Data entries →
+++++

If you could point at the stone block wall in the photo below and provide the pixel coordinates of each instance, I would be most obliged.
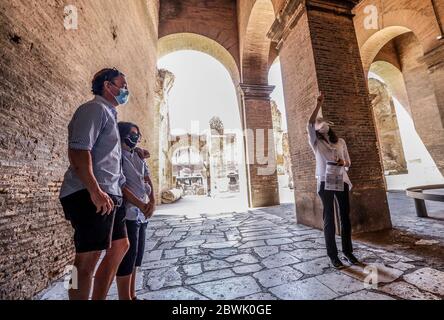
(45, 74)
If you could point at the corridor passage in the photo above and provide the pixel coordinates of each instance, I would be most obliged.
(263, 254)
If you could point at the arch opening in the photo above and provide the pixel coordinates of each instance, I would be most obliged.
(405, 110)
(203, 93)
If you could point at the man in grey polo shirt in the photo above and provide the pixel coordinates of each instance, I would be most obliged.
(91, 191)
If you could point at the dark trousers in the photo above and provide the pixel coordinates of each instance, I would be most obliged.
(328, 199)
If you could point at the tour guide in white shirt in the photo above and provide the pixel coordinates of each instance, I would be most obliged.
(332, 151)
(91, 190)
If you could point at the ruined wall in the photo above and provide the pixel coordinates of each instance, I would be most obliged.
(393, 158)
(165, 82)
(45, 74)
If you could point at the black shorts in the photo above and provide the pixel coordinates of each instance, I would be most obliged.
(93, 231)
(134, 256)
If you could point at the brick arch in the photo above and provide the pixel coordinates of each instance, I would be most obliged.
(402, 18)
(255, 51)
(377, 41)
(176, 148)
(191, 41)
(394, 79)
(187, 142)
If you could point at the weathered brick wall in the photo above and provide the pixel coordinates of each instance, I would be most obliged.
(45, 74)
(423, 103)
(322, 52)
(414, 15)
(215, 19)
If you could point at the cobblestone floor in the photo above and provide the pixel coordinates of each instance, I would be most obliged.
(263, 254)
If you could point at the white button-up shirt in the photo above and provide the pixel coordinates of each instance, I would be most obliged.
(327, 152)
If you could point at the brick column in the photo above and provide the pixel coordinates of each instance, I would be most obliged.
(319, 51)
(263, 189)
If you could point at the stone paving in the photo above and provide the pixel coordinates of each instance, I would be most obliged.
(264, 255)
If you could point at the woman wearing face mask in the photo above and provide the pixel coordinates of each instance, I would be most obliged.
(138, 206)
(332, 156)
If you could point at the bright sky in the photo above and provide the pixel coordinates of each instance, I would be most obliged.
(203, 89)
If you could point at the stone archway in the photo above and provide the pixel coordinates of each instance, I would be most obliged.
(193, 41)
(196, 42)
(410, 80)
(254, 24)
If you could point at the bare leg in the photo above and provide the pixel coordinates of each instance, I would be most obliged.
(85, 264)
(124, 287)
(108, 268)
(133, 284)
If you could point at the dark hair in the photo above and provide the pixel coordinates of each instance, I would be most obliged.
(331, 136)
(102, 76)
(125, 129)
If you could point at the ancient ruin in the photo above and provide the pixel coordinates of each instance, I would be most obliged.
(49, 53)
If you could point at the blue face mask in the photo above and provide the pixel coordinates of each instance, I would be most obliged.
(123, 96)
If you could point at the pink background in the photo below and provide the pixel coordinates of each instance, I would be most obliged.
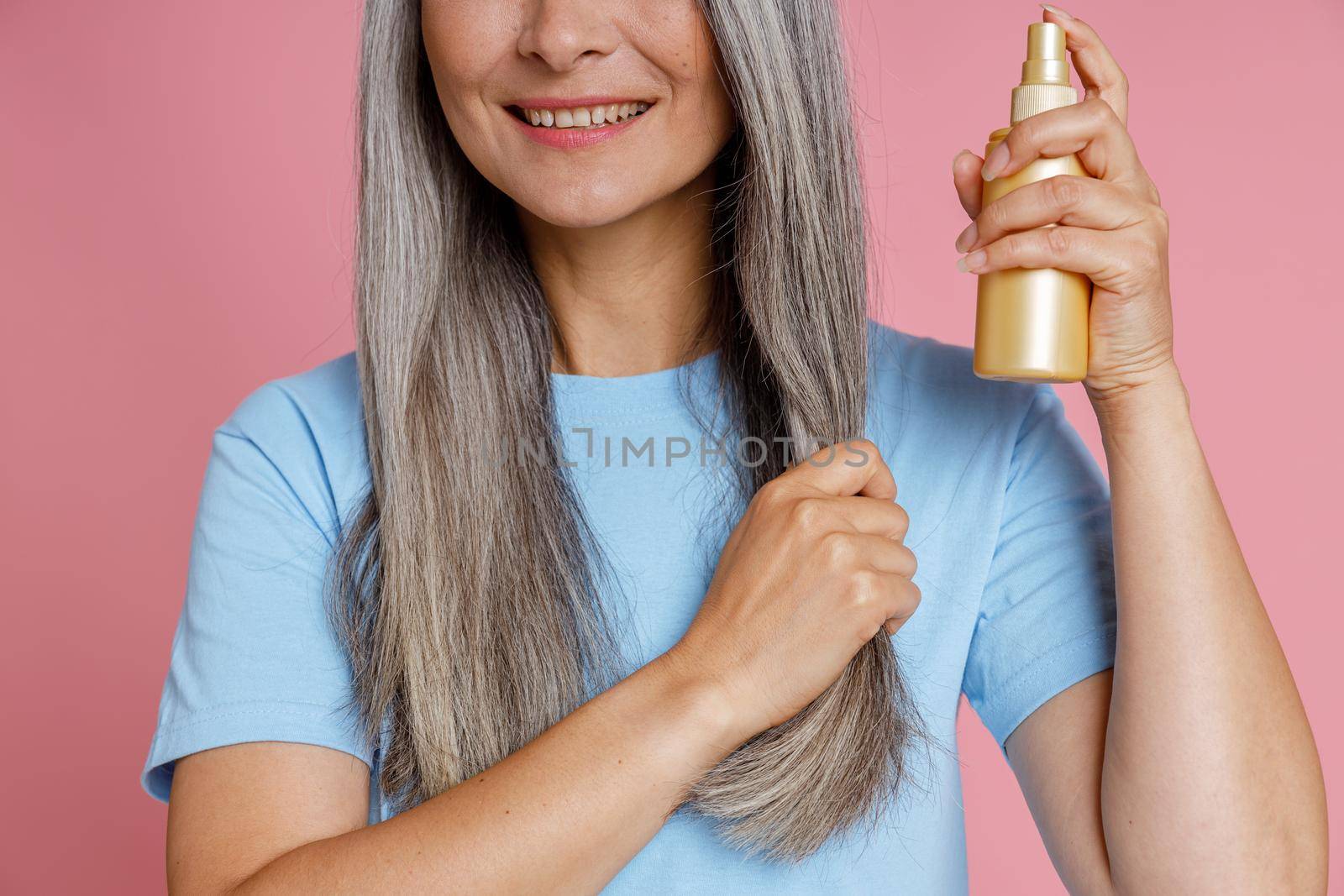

+++++

Copy the rows from the line containing "If you could point at the blue" through the last row, inclusive, with requests kept and every pixel coordinate in the answers increased by 125. Leave the pictures out.

The response →
If you could point at the blue face mask in the photo above and provide the pixel coordinates of each instance, I would be most obliged.
(248, 221)
If you could point at the pink background in the photo below and provide the pixel coordinates of each instance, I would be most obliged.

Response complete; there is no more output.